[Source text Boundary: Start]

Starting a new service business? Use this repo to help you determine how to make a successful business.
Now is a strange time. There seems to be self-owned businesses growing from pandemic free time and the service industry is experiencing a gap between open positions and workers to fill them. This has become a heated debate, but what does it mean? Is it a "reassessment of work in America" (Washington Post), a bunch of adults having mid-life crises post-pandemic (Click On Detroit), or just a market anomaly (Business Insider)? We wanted to investigate. More importantly, we wanted to help small businesses owners find their workers.
ServeIT connects struggling small business owners in Texas to the data they need to stay ahead of their competition. ServeIT is a database available, with visualizations of possible use cases, at servit.us. The database contains 1458 rows of data for 254 counties in Texas, further separated into the 1458 by area of the service industry according to the North American Industry Classification System. The classes chosen for this dataset represent service industries such as 'Food Services and Drinking Places', 'Accommodation and Food Services', 'Accommodation', 'Food and Beverage Stores'. Each of these rows correspond to 23 features including median income, median age, number of establishments (with under 100 employees), unemployment rate, population statistics, high school graduation rates, rural or urban, latitude/longitude, and total annual payroll per county. These features will help small business owners decide which counties to have their business or target for workers based on what they are looking for in a worker (such as age or graduation) and opportunity (population, unemployment rate, or other establishment). Visualizations of things like population data, establishment, and the entire data table are available at http://www.serveit.us.

[Source text Boundary: End]
[Recorded information Boundary: Start]

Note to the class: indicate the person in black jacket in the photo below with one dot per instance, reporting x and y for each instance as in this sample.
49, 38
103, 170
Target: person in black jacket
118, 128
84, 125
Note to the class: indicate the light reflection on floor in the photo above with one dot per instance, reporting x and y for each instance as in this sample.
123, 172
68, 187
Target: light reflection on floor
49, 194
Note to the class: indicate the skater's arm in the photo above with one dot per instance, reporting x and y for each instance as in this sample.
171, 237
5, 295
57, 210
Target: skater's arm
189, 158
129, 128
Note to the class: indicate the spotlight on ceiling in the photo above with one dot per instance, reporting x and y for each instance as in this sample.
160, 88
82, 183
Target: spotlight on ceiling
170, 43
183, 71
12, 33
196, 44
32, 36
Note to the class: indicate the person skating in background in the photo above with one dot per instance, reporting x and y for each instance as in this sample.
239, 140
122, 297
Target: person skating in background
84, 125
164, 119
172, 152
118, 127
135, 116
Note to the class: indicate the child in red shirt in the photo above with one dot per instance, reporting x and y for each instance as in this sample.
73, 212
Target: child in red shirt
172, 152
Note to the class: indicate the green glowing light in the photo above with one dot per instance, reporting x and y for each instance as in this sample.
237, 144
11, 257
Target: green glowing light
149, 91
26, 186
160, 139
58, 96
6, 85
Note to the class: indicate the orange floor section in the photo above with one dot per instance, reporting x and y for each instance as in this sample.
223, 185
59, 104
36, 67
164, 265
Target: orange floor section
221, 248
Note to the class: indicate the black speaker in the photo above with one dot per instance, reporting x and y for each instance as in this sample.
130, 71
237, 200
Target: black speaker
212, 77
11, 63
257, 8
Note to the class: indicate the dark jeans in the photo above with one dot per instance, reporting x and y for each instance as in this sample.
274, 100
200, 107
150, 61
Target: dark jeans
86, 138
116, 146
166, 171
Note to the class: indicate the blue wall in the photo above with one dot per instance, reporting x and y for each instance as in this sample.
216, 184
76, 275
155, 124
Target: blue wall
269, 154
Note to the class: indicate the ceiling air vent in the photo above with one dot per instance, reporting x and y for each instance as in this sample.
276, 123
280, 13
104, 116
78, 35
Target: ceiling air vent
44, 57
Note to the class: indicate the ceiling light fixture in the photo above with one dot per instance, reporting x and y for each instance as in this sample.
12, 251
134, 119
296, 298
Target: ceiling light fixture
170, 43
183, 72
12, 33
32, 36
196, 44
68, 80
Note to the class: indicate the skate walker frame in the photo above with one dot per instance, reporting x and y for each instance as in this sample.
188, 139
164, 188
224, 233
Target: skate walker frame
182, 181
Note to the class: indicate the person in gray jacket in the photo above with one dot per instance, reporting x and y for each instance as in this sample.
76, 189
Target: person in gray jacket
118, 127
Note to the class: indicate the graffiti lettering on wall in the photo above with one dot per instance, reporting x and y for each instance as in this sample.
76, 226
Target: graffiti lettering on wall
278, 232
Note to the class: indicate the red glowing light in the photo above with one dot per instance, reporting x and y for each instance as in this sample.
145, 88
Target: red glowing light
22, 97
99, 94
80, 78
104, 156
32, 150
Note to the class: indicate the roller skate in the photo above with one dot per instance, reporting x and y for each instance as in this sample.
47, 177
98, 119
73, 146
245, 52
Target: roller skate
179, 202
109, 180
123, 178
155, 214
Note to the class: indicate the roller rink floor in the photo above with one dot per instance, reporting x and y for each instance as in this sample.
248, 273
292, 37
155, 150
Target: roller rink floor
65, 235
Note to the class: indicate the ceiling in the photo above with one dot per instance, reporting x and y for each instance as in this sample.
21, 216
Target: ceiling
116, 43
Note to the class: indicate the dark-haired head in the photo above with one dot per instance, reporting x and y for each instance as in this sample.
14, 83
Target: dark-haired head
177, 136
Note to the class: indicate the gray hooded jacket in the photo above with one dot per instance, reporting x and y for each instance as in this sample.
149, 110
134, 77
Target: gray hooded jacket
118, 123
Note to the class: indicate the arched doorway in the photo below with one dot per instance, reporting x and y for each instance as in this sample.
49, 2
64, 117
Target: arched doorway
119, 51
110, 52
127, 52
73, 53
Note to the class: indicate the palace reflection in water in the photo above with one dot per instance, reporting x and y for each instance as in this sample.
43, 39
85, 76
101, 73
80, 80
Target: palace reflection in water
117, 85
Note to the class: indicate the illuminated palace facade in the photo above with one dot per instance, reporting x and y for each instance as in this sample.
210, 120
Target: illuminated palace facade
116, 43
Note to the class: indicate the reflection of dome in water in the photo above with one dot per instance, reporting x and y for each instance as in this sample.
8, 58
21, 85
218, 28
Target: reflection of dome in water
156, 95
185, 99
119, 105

[Recorded information Boundary: End]

**About this exercise:** Return the ServeIT text in full, word for word. Rely only on the ServeIT text.

**Result:**
Starting a new service business? Use this repo to help you determine how to make a successful business.
Now is a strange time. There seems to be self-owned businesses growing from pandemic free time and the service industry is experiencing a gap between open positions and workers to fill them. This has become a heated debate, but what does it mean? Is it a "reassessment of work in America" (Washington Post), a bunch of adults having mid-life crises post-pandemic (Click On Detroit), or just a market anomaly (Business Insider)? We wanted to investigate. More importantly, we wanted to help small businesses owners find their workers.
ServeIT connects struggling small business owners in Texas to the data they need to stay ahead of their competition. ServeIT is a database available, with visualizations of possible use cases, at servit.us. The database contains 1458 rows of data for 254 counties in Texas, further separated into the 1458 by area of the service industry according to the North American Industry Classification System. The classes chosen for this dataset represent service industries such as 'Food Services and Drinking Places', 'Accommodation and Food Services', 'Accommodation', 'Food and Beverage Stores'. Each of these rows correspond to 23 features including median income, median age, number of establishments (with under 100 employees), unemployment rate, population statistics, high school graduation rates, rural or urban, latitude/longitude, and total annual payroll per county. These features will help small business owners decide which counties to have their business or target for workers based on what they are looking for in a worker (such as age or graduation) and opportunity (population, unemployment rate, or other establishment). Visualizations of things like population data, establishment, and the entire data table are available at http://www.serveit.us.